QUOTED TEXT:

────────────────────

The Link, the Vista, and K-12

Twenty-five years of student housing generating students

by Joe Fitzgerald

History, arithmetic, evidence. Those are just some of the things that suggest a student housing glut is a major factor driving enrollment growth in Harrisonburg City Public Schools. They’re also some of the things City Council members can legally and politically ignore in making decisions about the city’s future.

Since Sunchase opened in 1999, every three bedrooms of housing targeting JMU students has generated one new K-12 HCPS student.

But JMU student housing doesn’t have people in that age range, and some of that housing is in the county, you say. Bear with me.

Start with this graph.

Line graph comparing the number of off-campus housing beds for JMU students and the HCPS census from 2005 to 2020.
*Source: HRHA housing studies, news sources
**Source: Harrisonburg City Public Schools

New off-campus JMU housing and growth in K-12 are roughly parallel except for the one blip. That blip came when a previous City Council changed zoning rules to make it harder to build new apartment complexes. But the change didn’t kick in for three years, and developers built while the building was good, adding more than 3,000 beds of student housing.

The sons and daughters of NOVA and New Jersey moved into the newer apartments built then and in the years since. Young families moved into the older housing, but not right away. The window for JMU housing to become family housing seems to be about four years.

For math nerds, the correlation between JMU housing growth and HCPS is a positive .88. For non-math people, that number doesn’t go any higher than 1. Think of it as two numbers that line up 88 percent of the time. And if you shift the two columns in the spreadsheet to allow for a four-year lag, the correlation is .97. That’s 97 out of 100.

Skeptics will tell you that correlation isn’t causation. That generally means that two numbers grow together or at the same rate because of some third factor. If anyone tells you, in this context, that correlation isn’t causation, ask them what that third factor is. I’ll wait.

────────────────────

SUPPLIED DATA:
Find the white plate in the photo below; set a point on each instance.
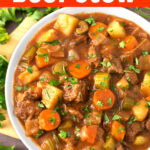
(120, 12)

────────────────────

Please give the correlation the student housing article above reports when a four-year lag is allowed.

.97